[Records from a point labeling set]
● ● ● ● ●

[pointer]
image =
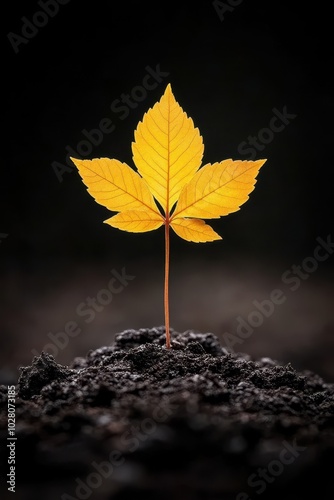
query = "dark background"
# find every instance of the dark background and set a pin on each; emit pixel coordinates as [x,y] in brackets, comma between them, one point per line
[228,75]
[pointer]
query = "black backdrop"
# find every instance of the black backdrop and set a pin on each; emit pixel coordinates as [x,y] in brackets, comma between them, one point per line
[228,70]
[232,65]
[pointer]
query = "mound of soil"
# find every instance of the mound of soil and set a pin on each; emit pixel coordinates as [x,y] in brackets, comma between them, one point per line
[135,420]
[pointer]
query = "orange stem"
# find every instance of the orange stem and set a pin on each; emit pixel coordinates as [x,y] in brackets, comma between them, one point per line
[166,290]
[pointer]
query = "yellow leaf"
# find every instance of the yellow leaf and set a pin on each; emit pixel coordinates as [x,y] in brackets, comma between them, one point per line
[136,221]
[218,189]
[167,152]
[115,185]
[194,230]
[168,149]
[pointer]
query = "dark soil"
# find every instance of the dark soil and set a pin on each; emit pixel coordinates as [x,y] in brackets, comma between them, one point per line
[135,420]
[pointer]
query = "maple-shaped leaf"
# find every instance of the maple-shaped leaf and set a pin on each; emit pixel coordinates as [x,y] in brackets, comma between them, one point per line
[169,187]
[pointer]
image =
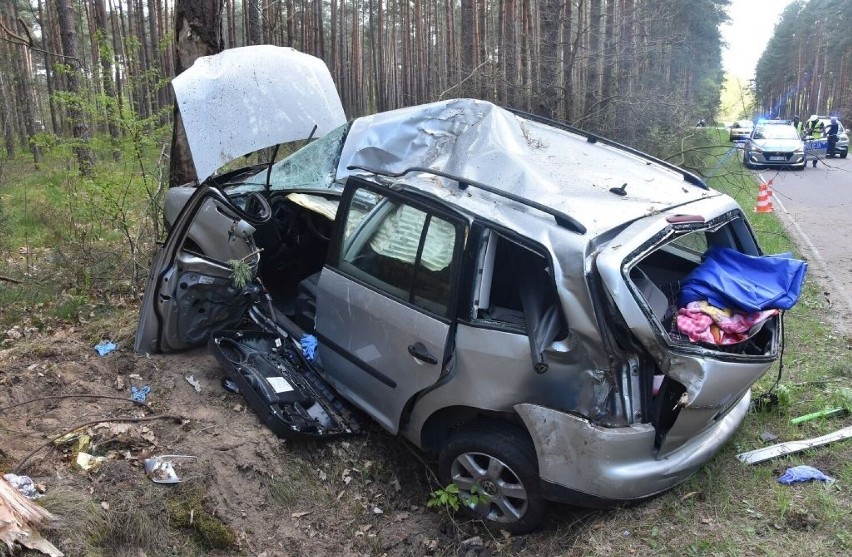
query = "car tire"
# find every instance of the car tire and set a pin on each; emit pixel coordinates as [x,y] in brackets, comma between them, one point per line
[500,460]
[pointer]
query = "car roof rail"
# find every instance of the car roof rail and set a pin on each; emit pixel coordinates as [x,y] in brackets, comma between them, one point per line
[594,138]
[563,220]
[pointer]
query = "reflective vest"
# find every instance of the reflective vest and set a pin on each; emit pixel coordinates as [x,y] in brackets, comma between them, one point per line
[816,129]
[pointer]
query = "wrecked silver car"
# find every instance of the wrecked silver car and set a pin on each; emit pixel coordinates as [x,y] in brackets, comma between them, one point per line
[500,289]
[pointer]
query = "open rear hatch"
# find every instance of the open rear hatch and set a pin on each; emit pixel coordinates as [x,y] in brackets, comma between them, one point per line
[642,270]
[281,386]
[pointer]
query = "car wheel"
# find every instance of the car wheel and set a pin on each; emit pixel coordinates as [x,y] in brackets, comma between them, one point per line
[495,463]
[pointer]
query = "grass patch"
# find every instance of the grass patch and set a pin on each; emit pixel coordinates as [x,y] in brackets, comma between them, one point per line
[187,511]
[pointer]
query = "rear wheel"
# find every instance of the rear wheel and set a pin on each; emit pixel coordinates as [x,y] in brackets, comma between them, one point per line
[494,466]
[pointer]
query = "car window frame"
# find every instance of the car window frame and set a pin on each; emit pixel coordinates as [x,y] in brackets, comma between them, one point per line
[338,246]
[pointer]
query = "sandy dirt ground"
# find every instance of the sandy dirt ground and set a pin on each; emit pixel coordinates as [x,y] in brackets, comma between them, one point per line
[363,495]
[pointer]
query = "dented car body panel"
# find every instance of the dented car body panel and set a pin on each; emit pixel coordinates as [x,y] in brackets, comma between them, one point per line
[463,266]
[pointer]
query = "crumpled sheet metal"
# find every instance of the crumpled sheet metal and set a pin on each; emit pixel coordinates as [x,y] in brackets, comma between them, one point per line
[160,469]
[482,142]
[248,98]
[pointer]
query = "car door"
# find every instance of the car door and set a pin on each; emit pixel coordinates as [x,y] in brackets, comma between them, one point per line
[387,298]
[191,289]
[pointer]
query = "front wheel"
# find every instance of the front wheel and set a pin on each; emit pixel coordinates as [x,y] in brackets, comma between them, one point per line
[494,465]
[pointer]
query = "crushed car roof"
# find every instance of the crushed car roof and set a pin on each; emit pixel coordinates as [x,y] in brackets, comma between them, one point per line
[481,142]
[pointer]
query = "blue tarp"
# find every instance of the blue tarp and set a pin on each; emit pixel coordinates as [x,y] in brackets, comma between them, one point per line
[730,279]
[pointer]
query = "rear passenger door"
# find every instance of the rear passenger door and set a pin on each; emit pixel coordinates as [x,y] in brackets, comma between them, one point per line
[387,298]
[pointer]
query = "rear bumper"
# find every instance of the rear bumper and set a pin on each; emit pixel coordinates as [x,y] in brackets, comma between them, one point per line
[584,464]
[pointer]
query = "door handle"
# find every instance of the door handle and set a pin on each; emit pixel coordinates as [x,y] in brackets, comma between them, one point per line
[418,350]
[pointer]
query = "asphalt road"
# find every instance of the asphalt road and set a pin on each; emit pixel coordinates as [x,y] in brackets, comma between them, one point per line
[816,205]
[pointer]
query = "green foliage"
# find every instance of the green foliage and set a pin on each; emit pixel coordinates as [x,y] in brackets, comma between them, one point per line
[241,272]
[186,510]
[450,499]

● ● ● ● ●

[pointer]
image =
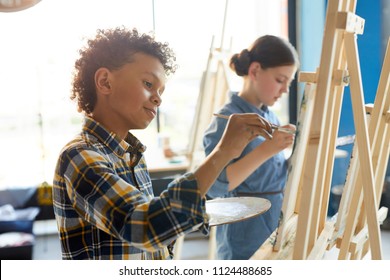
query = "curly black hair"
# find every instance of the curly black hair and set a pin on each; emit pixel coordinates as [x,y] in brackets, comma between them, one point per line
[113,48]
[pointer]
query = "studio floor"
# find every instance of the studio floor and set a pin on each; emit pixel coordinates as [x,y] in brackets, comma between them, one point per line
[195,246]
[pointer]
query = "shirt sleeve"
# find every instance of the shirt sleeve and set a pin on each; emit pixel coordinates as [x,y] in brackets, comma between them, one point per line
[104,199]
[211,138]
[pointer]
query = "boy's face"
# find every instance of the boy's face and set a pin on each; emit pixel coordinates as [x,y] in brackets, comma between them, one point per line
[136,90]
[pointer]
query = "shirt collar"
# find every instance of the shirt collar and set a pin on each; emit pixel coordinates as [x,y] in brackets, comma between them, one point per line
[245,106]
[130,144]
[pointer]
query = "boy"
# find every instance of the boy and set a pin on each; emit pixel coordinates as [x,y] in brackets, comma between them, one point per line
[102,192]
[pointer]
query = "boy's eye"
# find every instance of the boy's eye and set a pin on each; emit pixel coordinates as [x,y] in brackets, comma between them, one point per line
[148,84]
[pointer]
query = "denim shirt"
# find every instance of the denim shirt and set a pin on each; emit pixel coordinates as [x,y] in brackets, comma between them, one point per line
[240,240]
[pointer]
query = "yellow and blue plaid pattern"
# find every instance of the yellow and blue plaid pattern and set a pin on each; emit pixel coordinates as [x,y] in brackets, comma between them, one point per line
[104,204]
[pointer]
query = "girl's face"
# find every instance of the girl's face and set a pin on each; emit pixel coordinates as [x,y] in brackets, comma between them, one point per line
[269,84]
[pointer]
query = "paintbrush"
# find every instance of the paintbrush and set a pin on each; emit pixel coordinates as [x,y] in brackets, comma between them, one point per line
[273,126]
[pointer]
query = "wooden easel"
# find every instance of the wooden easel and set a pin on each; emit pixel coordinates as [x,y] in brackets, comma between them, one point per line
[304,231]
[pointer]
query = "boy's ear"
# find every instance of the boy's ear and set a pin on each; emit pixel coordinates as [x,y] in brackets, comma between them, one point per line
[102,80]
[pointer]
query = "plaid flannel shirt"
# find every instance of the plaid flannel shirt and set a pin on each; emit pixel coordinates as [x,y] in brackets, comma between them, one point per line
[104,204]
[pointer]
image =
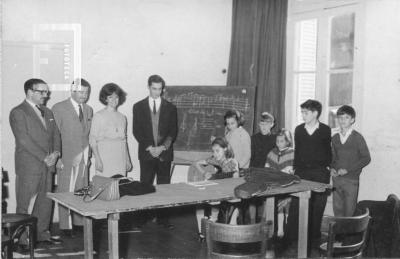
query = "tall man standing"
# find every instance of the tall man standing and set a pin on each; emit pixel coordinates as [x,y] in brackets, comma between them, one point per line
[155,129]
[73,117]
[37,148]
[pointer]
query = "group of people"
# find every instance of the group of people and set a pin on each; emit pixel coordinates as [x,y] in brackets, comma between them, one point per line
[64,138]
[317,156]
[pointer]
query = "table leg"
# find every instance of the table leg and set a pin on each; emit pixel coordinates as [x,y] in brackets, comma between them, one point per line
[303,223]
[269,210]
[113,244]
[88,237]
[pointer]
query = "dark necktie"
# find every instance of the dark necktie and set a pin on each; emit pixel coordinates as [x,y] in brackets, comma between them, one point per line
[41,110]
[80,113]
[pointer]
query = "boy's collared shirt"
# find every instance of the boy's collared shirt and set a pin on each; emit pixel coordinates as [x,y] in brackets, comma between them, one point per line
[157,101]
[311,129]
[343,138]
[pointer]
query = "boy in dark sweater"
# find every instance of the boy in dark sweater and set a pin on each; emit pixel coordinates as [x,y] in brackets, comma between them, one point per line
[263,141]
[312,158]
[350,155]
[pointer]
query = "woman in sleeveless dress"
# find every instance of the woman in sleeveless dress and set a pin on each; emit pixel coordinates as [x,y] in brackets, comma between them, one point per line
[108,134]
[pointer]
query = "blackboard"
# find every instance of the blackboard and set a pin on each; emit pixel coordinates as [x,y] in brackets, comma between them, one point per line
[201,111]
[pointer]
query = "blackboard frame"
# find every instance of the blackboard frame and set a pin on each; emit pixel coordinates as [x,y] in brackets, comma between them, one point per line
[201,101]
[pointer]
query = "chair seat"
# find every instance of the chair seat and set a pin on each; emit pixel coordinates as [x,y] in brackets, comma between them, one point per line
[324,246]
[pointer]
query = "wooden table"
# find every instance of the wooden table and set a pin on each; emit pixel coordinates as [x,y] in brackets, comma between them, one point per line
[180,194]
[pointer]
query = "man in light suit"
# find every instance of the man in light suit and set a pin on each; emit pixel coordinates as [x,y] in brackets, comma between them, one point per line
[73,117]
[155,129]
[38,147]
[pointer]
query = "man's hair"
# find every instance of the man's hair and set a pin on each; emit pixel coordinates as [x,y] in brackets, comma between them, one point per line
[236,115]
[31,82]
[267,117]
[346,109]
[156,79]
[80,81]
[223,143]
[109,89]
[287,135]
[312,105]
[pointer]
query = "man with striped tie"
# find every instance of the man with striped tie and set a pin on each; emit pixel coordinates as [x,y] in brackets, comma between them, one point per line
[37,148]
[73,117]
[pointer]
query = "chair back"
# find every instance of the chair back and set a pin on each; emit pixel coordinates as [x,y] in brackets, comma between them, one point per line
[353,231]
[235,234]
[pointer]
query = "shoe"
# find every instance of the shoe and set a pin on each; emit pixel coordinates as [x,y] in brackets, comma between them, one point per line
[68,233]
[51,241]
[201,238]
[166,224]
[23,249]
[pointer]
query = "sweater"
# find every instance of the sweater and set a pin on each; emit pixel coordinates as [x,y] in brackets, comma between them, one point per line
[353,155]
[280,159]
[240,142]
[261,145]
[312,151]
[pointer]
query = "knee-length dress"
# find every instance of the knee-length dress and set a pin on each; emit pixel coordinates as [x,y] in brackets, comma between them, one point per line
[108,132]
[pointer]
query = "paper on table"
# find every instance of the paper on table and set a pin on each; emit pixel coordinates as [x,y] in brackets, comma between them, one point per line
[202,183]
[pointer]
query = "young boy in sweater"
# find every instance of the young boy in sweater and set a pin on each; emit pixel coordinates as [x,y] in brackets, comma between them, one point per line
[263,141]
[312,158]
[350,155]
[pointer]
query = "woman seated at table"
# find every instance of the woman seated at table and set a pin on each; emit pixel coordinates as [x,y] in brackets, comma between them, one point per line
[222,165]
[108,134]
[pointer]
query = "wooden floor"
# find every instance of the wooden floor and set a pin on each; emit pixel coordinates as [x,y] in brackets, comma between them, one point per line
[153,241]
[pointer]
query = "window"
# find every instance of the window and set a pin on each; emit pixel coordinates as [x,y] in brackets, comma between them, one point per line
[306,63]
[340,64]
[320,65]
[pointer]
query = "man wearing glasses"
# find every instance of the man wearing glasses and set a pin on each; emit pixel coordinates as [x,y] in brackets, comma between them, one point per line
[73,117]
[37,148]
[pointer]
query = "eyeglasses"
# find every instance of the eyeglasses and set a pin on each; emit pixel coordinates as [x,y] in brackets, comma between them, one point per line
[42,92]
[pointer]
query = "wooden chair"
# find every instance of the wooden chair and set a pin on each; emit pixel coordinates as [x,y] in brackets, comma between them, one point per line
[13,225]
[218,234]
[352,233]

● ● ● ● ●

Brief:
Filter the listing above down to every line containing the string "vest" and copy those lines out. Upper and lower case must match.

Result:
query = "reflective vest"
# find every instance of the reflective vest and set a pin on each; emit pixel coordinates as [x,y] in brackets, comma between them, one point per line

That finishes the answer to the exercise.